RECORDS SUPPLIED —
+++

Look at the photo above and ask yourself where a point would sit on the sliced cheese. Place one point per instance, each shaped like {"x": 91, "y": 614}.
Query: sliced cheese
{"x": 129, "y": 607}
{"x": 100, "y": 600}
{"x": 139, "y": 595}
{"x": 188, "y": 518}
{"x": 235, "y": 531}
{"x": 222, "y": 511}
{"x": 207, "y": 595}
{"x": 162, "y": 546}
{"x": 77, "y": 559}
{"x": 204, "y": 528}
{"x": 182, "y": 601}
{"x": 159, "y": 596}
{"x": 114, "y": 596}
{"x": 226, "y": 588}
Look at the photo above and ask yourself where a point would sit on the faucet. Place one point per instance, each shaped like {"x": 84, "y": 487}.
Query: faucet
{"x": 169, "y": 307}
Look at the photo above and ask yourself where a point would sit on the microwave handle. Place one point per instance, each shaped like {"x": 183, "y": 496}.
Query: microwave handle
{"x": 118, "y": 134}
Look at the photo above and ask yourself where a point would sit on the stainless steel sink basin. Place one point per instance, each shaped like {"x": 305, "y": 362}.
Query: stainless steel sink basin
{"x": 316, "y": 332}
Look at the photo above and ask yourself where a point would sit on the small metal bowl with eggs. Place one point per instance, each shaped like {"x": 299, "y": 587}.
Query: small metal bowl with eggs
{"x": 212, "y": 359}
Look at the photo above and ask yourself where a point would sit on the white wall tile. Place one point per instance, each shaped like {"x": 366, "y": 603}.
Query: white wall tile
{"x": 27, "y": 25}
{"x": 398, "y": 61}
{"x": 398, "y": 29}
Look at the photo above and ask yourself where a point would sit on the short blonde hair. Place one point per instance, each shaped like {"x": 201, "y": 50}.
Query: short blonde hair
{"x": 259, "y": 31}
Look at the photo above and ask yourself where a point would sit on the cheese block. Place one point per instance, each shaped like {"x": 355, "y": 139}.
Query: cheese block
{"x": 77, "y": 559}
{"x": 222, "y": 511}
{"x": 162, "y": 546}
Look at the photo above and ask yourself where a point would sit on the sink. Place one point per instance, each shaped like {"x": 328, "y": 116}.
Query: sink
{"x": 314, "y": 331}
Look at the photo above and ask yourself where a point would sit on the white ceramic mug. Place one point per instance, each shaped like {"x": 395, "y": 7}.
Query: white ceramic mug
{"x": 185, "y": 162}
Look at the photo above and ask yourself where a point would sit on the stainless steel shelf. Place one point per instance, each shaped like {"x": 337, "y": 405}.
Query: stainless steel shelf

+++

ACTIVITY — Repeat each record above precisely as written.

RESULT FOR THIS TASK —
Look at the photo above and ask yourself where a point would sit on the sliced cheese. Place one point per instance, each shaped like {"x": 91, "y": 614}.
Query: sliced cheese
{"x": 129, "y": 607}
{"x": 100, "y": 600}
{"x": 139, "y": 595}
{"x": 188, "y": 518}
{"x": 235, "y": 531}
{"x": 222, "y": 511}
{"x": 207, "y": 595}
{"x": 162, "y": 546}
{"x": 77, "y": 559}
{"x": 204, "y": 528}
{"x": 182, "y": 601}
{"x": 159, "y": 596}
{"x": 114, "y": 596}
{"x": 226, "y": 588}
Look at the photo above and ask yourself where a point would sit on the faucet. Place one point per instance, each shaped like {"x": 84, "y": 487}.
Query: faucet
{"x": 169, "y": 307}
Look at the photo above and ask yourself where a point would sit on the microwave handle. Place one point per instance, each shaped like {"x": 183, "y": 496}.
Query: microwave handle
{"x": 118, "y": 134}
Look at the photo above and ask yourself where a point would sit on the stainless steel sink basin. Place one point per instance, each shaped like {"x": 305, "y": 362}.
Query: stainless steel sink basin
{"x": 316, "y": 332}
Look at the photo above and ask yourself where a point would sit on the small metal bowl with eggs. Place one point per instance, each shaped like {"x": 299, "y": 587}.
Query: small metal bowl with eggs
{"x": 212, "y": 359}
Look at the photo above and ask yourself where a point would sit on the white wall tile. Place one point per instance, each shaped like {"x": 366, "y": 603}.
Query: white wall tile
{"x": 27, "y": 25}
{"x": 398, "y": 61}
{"x": 398, "y": 29}
Look at the photo above and ask yourself where a point would sit on the short blonde hair. Place one point per instance, each shaped like {"x": 201, "y": 50}.
Query: short blonde hair
{"x": 259, "y": 31}
Look at the photo above and ask yourself where a point would sit on the cheese block. Place one point per instance, each shaped like {"x": 355, "y": 139}.
Query: cheese block
{"x": 77, "y": 559}
{"x": 222, "y": 511}
{"x": 162, "y": 546}
Look at the photo above and ask yourself where a point would sit on the sink. Place one point per instance, each shaped like {"x": 328, "y": 116}.
Query: sink
{"x": 314, "y": 331}
Look at the photo above and ask yourself where a point would sit on the white ceramic mug. Place one point per instance, each shaped like {"x": 395, "y": 7}.
Query: white ceramic mug
{"x": 185, "y": 162}
Look at the photo above and ask yourself where a point would sit on the stainless steel shelf. Place one point per instance, each shaped like {"x": 337, "y": 405}.
Query: stainless steel shelf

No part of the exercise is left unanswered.